## Stated exercise 1:
Decide whether each statement agrees with the text on gas barriers in polymer/clay nanocomposites below. Answer yes or no for each and quote the deciding words. (a) At 2 wt. % clay loading with synthetic mica, the water vapor permeability coefficient fell ten-fold relative to pristine polyimide. (b) The drop in O2 permeability for the PLA nanocomposites is more pronounced at lower clay contents. (c) Polyurethane urea (PUU)/OMLS nanocomposites showed increased H2O vapor permeability.
## Stated exercise 2:
Write the next part of the text on gas barriers in polymer/clay nanocomposites below, starting after its final sentence.

## Text extract:
== == ==

Another important feature of polymer/layered silicate nanocomposites is their gas-barrier properties. Clays are believed to increase the barrier properties by creating a maze or 'tortuous path' (Figure 34) that retards the progress of the gas molecules through the matrix26. This can be illustrated by the polyimide/clay nanocomposite, which showed significantly improved barrier properties210, 255. This system, containing only a small fraction of OMLS (organically modified layered silicates), exhibited reduction in the permeability of small molecule gases, e.g. O2, H2O, He, CO2 and ethylacetate vapours210. For example, at 2 wt. (%) clay loading, the permeability coefficient of water vapour was decreased ten-fold with synthetic mica relative to pristine polyimide. Figure 35 shows the oxygen gas permeability measurements for PLA/OMLS nanocomposites (PLA = polylactide)263. The relative permeability coefficient value, i.e. PPLACN = PPLA, where PPLACN and PPLA are permeability coefficients of nanocomposite and pure PLA respectively, is plotted as a function of the wt. (%) of OMLS. Data were fitted with the Nielsen theoretical expression263. There is a significant decrease in the O2 permeability for the nanocomposites, which is more pronounced at higher clay contents. Polyurethane urea (PUU)/OMLS nanocomposites also reported reduced H2O vapour permeability.

== == ==

## Supplied information:
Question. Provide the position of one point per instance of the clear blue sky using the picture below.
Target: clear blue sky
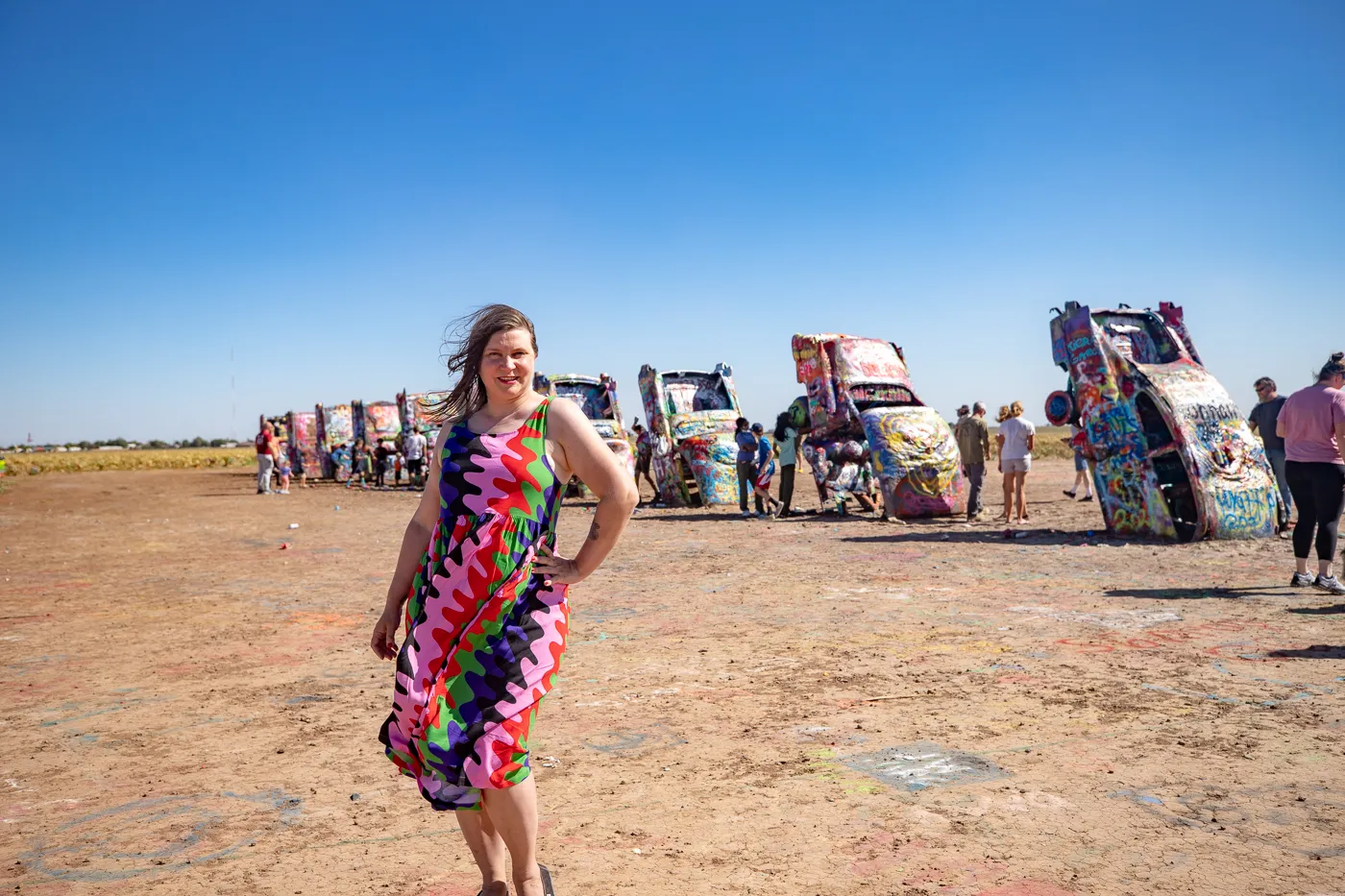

== == ==

## Task response 1:
(a) Yes: "at 2 wt. (%) clay loading, the permeability coefficient of water vapour was decreased ten-fold with synthetic mica relative to pristine polyimide"
(b) No: "which is more pronounced at higher clay contents"
(c) No: "Polyurethane urea (PUU)/OMLS nanocomposites also reported reduced H2O vapour permeability"

## Task response 2:
The effect of different types/shapes of fillers (2 wt. (%)) such as organoclay, either exfoliated montmorillonite, synthetic mica or intercalated clay tactoids (hectorite and saponite), on water permeability of both partially and totally exfoliated polyimide-based nanocomposites has been reported by Yano et al.255. Results of this study are given in Figure 36, where one can observe a drastic decrease in relative permeability with the increasing length of the clay. In other words, the best gas barrier properties will be obtained by fully exfoliated rather than long layered silicates. Consequently, the presence of spherical, plate, cylindrical, etc., fillers introduces a tortuous path for a diffusing penetrant. The reduction of permeability arises from the longer diffusive path that the penetrants have to travel in the presence of reinforcements.



Nanocomposites systems have also shown to be able to increase the ionic conductivity of polyethylene oxide (PEO)167. The PEO/Li-montmorillonite 60 wt. (%) intercalated nanocomposite showed a significant improvement regarding the stability of ionic conductivity at lower temperature compared to a conventional PEO/LiBF4 mixture (Figure 37)167.



This improvement is due to the fact that PEO is not able to crystallize when intercalated. This eliminates the presence of crystallites, which are non-conductive in nature. The conductivity of PEO/Li-montmorillonite nanocomposite is 1.6 x 10-6 Ω .cm-1 at 333 K and exhibits weak temperature dependence, with an activation energy of 2.8 kcal/mol. Therefore, the higher ionic conductivity at ambient temperature compared to conventional LiBF4/PEO electrolytes and the single ionic conductor behaviour makes PEO/Li-montmorillonite nanocomposite a new promising electrolyte material.

Another outstanding feature of polymer nanocomposites prepared with OMLS as reinforcements is their noticeably improved biodegradability properties. Figure 38 shows real pictures of PLA/MMT 4 wt. (%) nanocomposites and their biodegradability process. Figure 39 shows the time dependence of the residual weight of the reinforcement (Rw) and the matrix molecular weight (Mw) for PLA and PLA/4 wt. % MMT under compost at 58 ± 2 °C 263,265.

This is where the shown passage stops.